'Referanduma götürebiliriz!'

Başbakan Erdoğan'ın Gezi Parkı olaylarıyla ilgili oluşturulan 11 seçilmiş kişiyle bir araya geldi. AKP Genel Başkan Yardımcısı ve Parti Sözcüsü Hüseyin Çelik; toplantıdan çıkan sonuçla ilgili basın toplantısı düzenledi. Çelik; "Görüşmeden çıkan sonuş şu: Referanduma götürebiliriz!"dedi.

Yayınlanma: 12.06.2013 - 12:48
Abone Ol google-news

AKP Genel Başkan Yardımcısı ve Parti Sözcüsü Hüseyin Çelik, Başbakan Recep Tayyip Erdoğan'ın Gezi Parkı heyeti ile görüşmesinin ardından, parti genel merkezinde basın toplantısı düzenledi.
::::
Yazılı görev A — Aşağıdaki kayıtlarda "metal" kelimesinin geçtiği her satırı belirleyip tek tek kopyalayın.
::::
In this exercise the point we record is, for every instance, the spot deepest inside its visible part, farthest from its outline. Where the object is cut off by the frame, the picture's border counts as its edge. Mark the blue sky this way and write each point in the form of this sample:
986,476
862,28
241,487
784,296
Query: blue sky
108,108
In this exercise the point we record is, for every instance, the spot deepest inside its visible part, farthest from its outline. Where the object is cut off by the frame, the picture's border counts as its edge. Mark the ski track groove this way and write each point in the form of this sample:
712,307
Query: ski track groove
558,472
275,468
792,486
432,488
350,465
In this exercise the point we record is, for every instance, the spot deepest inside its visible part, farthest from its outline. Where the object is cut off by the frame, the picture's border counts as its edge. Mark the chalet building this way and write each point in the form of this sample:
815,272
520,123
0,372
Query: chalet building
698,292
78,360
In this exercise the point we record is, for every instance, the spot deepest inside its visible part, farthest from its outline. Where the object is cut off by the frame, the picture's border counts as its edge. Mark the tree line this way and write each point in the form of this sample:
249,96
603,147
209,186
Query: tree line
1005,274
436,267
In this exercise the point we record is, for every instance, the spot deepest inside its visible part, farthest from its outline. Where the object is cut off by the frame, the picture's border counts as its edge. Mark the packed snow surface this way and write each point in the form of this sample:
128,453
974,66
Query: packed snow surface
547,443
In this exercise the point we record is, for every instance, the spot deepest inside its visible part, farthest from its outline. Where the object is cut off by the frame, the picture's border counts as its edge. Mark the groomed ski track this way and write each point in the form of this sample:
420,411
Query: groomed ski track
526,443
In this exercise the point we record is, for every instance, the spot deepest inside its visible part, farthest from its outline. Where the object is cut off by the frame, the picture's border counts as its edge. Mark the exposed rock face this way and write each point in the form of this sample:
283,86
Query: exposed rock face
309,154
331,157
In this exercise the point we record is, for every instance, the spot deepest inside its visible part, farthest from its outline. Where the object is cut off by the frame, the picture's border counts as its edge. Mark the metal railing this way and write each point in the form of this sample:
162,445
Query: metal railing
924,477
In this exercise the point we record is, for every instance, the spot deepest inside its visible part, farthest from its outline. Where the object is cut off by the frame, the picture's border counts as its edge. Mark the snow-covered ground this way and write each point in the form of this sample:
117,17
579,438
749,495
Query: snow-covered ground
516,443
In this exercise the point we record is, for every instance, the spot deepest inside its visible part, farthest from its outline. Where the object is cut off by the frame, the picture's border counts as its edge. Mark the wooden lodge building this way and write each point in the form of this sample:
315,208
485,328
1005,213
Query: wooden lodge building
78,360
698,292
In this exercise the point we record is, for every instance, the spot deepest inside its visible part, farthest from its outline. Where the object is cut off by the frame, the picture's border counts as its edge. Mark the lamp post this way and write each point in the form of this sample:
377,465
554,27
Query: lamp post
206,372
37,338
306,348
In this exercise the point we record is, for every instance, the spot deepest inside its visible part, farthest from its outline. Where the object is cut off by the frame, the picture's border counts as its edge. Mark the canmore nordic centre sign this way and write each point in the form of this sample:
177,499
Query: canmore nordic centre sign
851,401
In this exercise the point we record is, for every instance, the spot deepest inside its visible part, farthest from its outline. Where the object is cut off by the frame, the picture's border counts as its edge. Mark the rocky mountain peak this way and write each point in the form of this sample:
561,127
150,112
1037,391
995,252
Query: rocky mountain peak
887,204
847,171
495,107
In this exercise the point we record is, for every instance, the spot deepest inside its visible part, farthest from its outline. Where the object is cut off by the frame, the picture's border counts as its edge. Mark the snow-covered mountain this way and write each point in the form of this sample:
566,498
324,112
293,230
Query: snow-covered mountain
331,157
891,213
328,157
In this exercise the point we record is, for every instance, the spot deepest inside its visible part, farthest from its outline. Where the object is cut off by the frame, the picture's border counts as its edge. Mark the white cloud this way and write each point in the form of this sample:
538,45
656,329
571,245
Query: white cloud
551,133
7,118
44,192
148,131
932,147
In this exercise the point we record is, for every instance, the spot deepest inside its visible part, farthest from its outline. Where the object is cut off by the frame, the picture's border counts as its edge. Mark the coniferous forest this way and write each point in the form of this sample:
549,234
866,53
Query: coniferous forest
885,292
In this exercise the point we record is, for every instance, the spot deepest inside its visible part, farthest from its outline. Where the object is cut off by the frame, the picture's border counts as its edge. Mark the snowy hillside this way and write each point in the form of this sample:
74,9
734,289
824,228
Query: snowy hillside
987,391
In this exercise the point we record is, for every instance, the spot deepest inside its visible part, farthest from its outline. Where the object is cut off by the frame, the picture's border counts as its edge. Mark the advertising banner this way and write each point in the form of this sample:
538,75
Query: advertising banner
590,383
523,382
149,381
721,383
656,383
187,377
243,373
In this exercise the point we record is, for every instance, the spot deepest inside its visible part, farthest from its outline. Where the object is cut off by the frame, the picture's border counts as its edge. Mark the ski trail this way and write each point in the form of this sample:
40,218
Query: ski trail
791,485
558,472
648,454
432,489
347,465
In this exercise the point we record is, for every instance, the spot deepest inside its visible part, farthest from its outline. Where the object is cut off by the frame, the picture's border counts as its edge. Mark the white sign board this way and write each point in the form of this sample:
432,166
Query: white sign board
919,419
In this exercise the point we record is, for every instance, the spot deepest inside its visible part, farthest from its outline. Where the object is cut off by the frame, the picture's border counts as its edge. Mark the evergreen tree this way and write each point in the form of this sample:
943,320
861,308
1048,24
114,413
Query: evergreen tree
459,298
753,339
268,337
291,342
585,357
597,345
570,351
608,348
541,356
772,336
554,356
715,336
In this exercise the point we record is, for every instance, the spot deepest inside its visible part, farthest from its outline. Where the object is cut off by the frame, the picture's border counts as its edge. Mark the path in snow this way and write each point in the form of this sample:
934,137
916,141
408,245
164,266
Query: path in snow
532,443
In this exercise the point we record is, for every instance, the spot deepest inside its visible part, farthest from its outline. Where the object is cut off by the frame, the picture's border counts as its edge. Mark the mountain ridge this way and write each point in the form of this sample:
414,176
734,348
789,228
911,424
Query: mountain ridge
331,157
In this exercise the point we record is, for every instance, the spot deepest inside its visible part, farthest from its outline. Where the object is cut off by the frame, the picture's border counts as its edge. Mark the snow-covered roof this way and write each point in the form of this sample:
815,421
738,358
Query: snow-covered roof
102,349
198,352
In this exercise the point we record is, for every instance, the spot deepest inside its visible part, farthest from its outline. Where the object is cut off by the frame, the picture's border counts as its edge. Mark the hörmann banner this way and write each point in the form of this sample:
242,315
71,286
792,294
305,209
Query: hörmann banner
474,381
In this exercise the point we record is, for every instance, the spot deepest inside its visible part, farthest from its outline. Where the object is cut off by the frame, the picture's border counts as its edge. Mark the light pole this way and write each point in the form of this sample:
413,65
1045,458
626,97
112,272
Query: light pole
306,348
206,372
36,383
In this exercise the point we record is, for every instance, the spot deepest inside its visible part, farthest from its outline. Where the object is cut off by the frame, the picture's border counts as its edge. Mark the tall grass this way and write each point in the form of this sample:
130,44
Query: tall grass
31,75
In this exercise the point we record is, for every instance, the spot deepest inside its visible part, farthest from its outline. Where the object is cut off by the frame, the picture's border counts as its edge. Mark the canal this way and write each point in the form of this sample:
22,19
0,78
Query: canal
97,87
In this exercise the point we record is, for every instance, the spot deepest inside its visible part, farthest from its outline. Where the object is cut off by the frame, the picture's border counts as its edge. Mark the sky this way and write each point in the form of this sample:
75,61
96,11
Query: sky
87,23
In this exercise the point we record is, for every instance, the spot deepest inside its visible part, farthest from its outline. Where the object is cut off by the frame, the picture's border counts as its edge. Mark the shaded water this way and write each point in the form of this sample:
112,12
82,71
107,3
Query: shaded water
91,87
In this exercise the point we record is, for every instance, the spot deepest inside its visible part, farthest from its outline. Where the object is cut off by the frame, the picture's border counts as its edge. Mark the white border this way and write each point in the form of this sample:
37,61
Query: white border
::::
Yazılı görev B — Yukarıdaki kaynak metinden "Başbakan Erdoğan'ın Gezi" ifadesiyle başlayan ve "merkezinde basın toplantısı düzenledi." ifadesiyle biten bölümü, bu son ifade de dahil olmak üzere, hiçbir değişiklik yapmadan aktarın.

Yazılı cevap A —
In this exercise the point we record is, for every instance, the spot deepest inside its visible part, farthest from its outline. Where the object is cut off by the frame, the picture's border counts as its edge. Mark the metal railing this way and write each point in the form of this sample:
Query: metal railing

Yazılı cevap B —
Başbakan Erdoğan'ın Gezi Parkı olaylarıyla ilgili oluşturulan 11 seçilmiş kişiyle bir araya geldi. AKP Genel Başkan Yardımcısı ve Parti Sözcüsü Hüseyin Çelik; toplantıdan çıkan sonuçla ilgili basın toplantısı düzenledi. Çelik; "Görüşmeden çıkan sonuş şu: Referanduma götürebiliriz!"dedi.

Yayınlanma: 12.06.2013 - 12:48
Abone Ol google-news

AKP Genel Başkan Yardımcısı ve Parti Sözcüsü Hüseyin Çelik, Başbakan Recep Tayyip Erdoğan'ın Gezi Parkı heyeti ile görüşmesinin ardından, parti genel merkezinde basın toplantısı düzenledi.